Aim of the exercise: In the entries that follow, the lines from the one with "Please mark the colorful" through the one with "per_instance = true" are the ones to write out, exactly and with both ends included. Nothing else should appear.

** Opening Data for analysis block **

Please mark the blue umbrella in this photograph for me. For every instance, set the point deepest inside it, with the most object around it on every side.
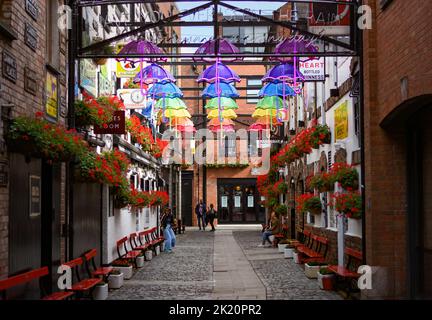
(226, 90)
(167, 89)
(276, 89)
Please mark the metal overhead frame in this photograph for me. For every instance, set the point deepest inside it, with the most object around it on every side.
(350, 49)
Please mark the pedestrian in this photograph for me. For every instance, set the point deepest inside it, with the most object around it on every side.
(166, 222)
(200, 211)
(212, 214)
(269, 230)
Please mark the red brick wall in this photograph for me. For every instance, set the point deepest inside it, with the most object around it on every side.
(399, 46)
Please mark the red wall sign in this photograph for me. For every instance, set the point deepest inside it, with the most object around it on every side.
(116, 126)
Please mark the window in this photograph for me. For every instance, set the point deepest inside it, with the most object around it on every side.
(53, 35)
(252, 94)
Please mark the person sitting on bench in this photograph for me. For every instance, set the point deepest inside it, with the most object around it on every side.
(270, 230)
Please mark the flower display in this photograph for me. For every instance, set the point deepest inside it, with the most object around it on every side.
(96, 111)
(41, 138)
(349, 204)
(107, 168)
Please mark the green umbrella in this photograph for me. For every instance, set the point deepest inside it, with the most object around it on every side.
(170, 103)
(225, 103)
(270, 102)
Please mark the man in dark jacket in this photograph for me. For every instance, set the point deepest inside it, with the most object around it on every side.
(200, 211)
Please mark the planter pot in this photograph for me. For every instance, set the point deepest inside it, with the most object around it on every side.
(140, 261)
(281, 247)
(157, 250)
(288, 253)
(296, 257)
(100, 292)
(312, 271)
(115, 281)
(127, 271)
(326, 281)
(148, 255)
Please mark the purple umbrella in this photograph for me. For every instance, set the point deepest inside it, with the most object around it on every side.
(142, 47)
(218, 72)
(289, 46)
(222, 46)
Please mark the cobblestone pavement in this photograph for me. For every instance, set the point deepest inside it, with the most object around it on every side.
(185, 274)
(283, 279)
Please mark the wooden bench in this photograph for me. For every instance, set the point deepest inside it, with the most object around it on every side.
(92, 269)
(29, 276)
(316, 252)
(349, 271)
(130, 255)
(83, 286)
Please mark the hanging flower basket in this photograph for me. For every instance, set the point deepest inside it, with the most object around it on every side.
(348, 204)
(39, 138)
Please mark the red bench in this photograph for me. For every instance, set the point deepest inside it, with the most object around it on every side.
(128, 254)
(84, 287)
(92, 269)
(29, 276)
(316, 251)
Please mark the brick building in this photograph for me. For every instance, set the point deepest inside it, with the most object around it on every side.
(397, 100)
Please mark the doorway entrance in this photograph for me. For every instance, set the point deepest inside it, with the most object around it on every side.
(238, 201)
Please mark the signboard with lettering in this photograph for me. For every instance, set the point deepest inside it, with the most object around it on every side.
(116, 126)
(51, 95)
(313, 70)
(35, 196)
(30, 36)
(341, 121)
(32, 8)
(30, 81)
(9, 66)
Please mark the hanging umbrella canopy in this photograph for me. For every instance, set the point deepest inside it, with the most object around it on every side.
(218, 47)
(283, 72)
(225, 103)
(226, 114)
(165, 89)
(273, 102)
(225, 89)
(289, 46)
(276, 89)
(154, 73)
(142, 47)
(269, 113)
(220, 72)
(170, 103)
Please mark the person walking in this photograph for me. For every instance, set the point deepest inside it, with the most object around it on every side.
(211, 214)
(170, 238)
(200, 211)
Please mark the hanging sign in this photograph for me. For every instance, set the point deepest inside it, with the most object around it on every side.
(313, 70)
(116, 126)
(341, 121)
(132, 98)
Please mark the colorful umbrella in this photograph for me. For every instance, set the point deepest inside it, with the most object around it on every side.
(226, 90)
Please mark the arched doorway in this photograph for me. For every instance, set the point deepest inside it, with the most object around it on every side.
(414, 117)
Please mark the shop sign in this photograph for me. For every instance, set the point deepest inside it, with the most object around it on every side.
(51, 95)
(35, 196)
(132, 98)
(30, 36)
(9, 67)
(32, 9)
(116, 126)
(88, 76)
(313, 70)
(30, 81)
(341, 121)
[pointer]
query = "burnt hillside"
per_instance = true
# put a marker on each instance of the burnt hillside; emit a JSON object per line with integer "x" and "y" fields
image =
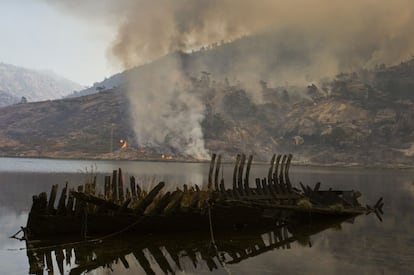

** Closing Data for analysis block **

Answer space:
Please mark the colorful umbrella in this photograph for me. For every instance, set the point deepest inside it, with the most object around it on every side.
(226, 90)
Please mark the arched doorway in this photograph for me. For every instance, set the point deepest inside it, with the most object around it on every side.
(414, 117)
Please mark the shop sign in this photograph for me. For every instance, set the point deepest inside it, with the most object around it on every side.
(51, 95)
(35, 196)
(132, 98)
(30, 36)
(9, 67)
(32, 9)
(116, 126)
(88, 76)
(313, 70)
(30, 81)
(341, 121)
[pointer]
query = "burnt hillside"
per_instance = true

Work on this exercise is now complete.